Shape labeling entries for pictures

================================

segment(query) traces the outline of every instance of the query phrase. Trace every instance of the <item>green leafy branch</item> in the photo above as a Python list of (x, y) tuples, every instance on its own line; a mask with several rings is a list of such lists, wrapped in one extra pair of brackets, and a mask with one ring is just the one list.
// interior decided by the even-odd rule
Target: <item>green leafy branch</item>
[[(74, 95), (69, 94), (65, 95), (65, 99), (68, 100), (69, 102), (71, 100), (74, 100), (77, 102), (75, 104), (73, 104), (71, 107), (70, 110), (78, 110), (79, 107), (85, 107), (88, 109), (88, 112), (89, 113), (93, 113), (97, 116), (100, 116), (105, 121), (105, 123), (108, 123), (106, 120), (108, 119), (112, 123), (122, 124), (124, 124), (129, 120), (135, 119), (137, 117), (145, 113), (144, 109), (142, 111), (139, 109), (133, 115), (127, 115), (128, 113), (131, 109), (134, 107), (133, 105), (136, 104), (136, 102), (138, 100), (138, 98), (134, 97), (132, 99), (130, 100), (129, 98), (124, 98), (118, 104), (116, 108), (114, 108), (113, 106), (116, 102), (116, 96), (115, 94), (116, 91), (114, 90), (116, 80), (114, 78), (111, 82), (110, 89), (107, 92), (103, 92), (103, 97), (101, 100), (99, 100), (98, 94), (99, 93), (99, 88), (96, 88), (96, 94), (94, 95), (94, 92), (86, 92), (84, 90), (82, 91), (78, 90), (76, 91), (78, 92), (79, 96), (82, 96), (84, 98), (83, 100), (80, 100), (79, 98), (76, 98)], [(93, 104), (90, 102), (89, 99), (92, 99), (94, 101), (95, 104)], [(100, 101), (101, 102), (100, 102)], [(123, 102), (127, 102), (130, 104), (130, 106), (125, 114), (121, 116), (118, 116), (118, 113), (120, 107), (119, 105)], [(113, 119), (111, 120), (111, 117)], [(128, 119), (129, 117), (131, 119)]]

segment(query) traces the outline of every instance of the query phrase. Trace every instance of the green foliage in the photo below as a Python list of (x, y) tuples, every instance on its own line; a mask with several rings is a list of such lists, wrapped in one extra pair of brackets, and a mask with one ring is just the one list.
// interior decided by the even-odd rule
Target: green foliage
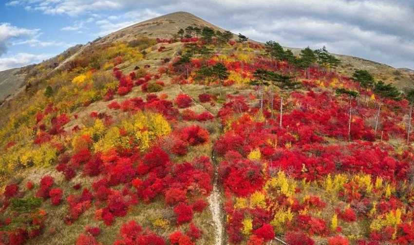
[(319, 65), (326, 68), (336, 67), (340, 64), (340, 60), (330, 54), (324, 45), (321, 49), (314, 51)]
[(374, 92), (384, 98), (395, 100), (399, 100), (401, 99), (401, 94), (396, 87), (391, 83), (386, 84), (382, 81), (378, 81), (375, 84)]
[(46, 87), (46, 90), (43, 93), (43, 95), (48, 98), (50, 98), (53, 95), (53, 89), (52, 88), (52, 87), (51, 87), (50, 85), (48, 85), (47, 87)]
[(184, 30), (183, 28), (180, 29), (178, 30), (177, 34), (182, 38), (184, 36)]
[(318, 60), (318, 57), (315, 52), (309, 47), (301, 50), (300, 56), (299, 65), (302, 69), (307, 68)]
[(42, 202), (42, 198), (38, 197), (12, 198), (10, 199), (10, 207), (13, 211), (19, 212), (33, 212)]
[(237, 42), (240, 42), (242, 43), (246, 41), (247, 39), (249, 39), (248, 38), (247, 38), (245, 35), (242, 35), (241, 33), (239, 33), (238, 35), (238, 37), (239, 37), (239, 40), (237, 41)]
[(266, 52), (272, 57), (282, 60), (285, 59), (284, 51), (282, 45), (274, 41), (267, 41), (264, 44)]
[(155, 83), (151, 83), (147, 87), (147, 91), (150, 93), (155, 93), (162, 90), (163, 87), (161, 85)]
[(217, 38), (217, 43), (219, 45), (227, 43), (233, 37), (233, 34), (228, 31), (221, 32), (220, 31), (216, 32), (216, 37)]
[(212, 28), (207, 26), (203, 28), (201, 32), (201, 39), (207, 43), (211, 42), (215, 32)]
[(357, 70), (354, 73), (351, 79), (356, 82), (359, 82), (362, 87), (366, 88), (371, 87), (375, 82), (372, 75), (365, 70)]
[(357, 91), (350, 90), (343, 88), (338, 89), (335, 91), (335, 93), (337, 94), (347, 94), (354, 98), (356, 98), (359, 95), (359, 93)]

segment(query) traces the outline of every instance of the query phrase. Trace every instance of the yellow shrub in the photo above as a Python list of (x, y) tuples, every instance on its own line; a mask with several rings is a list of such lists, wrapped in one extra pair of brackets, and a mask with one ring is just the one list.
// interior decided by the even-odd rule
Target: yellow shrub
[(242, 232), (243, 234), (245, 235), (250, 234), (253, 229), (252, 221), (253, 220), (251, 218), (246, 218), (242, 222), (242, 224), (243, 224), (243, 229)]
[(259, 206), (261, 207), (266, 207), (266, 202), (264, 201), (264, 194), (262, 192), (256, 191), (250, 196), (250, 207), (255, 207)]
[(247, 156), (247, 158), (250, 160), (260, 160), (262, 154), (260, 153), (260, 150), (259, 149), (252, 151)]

================================

▶ [Objective] Reproduce verbatim everything in the entries above from the line containing "of the green" down to the line containing "Target: green foliage", including both of those lines.

▶ [Result]
segment(query) traces the outline of every instance of the query phrase. Trace every instance of the green foliage in the photo below as a Python list of (x, y) tuples, every instance on its own line; a mask with several rings is a list of such lists, wrapped in one extra pair of brackets, and a mask with one ring is just the one list.
// interior decided by the even-odd rule
Target: green foliage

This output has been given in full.